> _FRAGMENTO_:
════

Todo esto tuvieron que hacerlo sin mucha o ninguna ayuda del Estado, que aunque puso medidas en marcha, se enfocó en empresas del Estado o privadas que prestan el servicio de agua potable mediante facturas que miden consumos. Los acueductos, en cambio, no sólo son prestadores comunitarios, sino también gestores ambientales, constructores de economías sociales y solidarias y tejedores de vínculos culturales.
Mirando hacia este pasado de pandemia, se hace evidente la gravedad del asunto. Acueductos que llevan agua a barriadas populares y a los vecindarios campesinos en las más de 30.000 veredas que conforman al país, tuvieron que hacer frente a una vulnerabilidad casi perfecta, que trajo consigo el covid -19 (con sus cuarentenas). Al llevar agua a cada hogar (en momentos en que se nos decía que nos laváramos las manos para prevenir el virus), permitieron que siguiera la vida. Hicieron esto solos, pues no son reconocidos bajo un marco legal diferencial que los entienda en sus especificidades históricas.

════

> _TAREA A_: Reproduce literalmente el fragmento sobre los acueductos comunitarios desde "Mirando hacia este" hasta "sus especificidades históricas.".
> _TAREA B_:
Responde a estas preguntas según el fragmento sobre los acueductos comunitarios:
(i) ¿En qué tipo de prestadores se enfocaron las medidas que puso en marcha el Estado?
(ii) ¿Cuántas veredas conforman el país?
(iii) ¿Qué se nos decía que hiciéramos para prevenir el virus?

> _Elementos de una fuente de datos_:
════

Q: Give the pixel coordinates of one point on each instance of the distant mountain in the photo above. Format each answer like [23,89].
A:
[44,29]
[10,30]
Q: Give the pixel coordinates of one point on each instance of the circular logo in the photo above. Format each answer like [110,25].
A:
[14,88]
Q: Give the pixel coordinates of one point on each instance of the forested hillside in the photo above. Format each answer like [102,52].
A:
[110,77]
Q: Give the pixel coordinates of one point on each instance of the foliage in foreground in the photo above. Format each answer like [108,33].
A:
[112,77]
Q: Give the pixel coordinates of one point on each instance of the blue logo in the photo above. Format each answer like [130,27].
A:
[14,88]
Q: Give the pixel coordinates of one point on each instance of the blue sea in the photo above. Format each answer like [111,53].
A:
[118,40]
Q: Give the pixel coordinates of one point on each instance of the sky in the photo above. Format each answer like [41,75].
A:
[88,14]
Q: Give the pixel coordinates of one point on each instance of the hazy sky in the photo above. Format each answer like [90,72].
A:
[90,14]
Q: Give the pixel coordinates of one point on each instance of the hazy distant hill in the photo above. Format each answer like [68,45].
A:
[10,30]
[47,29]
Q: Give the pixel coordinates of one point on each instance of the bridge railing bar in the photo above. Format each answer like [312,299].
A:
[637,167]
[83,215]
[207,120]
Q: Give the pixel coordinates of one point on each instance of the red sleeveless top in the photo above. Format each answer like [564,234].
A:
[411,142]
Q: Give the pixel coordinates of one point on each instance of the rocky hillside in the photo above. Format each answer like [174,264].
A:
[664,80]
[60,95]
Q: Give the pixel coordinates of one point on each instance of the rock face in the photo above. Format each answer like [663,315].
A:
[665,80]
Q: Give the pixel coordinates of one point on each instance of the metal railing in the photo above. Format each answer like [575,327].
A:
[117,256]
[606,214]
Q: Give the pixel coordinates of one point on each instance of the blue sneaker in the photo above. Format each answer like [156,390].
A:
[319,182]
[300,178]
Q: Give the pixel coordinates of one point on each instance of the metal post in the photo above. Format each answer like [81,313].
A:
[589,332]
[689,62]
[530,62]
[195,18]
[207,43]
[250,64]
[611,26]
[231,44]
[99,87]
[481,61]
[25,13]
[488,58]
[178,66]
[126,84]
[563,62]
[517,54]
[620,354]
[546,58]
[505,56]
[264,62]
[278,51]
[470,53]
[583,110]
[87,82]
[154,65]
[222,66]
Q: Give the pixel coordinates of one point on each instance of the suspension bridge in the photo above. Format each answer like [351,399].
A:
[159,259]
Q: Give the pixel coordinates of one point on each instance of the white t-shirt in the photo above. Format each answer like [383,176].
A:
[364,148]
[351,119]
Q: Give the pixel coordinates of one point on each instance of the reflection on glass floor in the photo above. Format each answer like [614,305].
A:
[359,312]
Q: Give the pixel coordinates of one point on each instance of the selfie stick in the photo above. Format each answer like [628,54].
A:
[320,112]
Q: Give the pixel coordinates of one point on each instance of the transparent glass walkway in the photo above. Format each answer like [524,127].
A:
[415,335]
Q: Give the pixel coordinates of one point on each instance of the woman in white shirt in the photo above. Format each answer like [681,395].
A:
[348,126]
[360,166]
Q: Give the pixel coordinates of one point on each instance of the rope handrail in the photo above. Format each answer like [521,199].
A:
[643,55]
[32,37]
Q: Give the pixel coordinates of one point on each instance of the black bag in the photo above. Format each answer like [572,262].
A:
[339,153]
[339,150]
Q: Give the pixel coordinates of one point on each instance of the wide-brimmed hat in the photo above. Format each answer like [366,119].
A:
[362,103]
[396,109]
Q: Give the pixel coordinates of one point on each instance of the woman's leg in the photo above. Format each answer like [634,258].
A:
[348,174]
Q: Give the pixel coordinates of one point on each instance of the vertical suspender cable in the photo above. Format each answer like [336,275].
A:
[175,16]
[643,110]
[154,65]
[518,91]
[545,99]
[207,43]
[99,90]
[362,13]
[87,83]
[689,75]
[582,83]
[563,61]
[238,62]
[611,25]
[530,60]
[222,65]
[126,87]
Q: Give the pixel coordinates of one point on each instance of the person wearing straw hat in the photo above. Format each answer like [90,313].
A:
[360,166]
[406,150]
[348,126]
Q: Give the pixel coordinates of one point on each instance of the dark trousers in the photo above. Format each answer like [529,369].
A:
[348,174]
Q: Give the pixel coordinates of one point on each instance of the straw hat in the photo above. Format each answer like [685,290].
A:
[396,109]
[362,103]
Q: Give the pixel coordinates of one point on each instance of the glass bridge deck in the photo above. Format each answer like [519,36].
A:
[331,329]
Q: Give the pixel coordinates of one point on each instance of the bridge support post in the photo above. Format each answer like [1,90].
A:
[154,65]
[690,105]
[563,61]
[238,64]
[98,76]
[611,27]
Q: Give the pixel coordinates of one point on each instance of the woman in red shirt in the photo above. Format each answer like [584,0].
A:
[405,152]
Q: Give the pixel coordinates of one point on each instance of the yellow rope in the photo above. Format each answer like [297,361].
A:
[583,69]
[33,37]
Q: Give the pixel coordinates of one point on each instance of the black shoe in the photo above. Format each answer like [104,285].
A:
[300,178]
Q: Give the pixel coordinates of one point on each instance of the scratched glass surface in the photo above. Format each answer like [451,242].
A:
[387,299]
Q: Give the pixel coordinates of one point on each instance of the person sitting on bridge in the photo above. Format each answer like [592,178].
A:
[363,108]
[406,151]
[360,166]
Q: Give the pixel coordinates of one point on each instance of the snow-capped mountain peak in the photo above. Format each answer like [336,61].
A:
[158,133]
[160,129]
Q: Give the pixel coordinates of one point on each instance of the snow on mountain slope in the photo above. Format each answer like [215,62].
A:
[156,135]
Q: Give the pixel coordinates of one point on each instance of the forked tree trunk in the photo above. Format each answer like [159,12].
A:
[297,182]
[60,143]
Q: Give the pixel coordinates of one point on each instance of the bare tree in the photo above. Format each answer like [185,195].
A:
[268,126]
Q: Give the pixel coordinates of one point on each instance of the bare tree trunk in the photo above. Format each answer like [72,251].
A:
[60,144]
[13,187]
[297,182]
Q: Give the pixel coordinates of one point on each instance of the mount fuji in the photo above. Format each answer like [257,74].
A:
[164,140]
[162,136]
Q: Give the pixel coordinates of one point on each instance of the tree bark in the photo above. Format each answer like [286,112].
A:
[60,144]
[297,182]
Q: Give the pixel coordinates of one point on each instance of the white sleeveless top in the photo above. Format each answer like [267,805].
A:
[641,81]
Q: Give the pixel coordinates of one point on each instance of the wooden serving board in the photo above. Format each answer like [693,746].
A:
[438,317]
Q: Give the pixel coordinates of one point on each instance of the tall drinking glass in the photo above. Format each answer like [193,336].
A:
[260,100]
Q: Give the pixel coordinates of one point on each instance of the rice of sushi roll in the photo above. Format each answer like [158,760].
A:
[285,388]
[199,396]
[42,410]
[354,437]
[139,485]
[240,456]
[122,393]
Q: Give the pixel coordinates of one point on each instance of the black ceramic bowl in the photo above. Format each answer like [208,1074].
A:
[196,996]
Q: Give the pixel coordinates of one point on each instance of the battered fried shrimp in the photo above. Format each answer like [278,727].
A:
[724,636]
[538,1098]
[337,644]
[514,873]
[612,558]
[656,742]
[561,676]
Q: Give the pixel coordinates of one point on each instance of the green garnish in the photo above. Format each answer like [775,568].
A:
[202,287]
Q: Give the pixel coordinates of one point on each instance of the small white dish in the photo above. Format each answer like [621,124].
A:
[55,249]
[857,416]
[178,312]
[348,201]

════

> _RESPUESTA A_:
Mirando hacia este pasado de pandemia, se hace evidente la gravedad del asunto. Acueductos que llevan agua a barriadas populares y a los vecindarios campesinos en las más de 30.000 veredas que conforman al país, tuvieron que hacer frente a una vulnerabilidad casi perfecta, que trajo consigo el covid -19 (con sus cuarentenas). Al llevar agua a cada hogar (en momentos en que se nos decía que nos laváramos las manos para prevenir el virus), permitieron que siguiera la vida. Hicieron esto solos, pues no son reconocidos bajo un marco legal diferencial que los entienda en sus especificidades históricas.

> _RESPUESTA B_:
(i) En empresas del Estado o privadas que prestan el servicio de agua potable mediante facturas que miden consumos.
(ii) Más de 30.000.
(iii) Que nos laváramos las manos.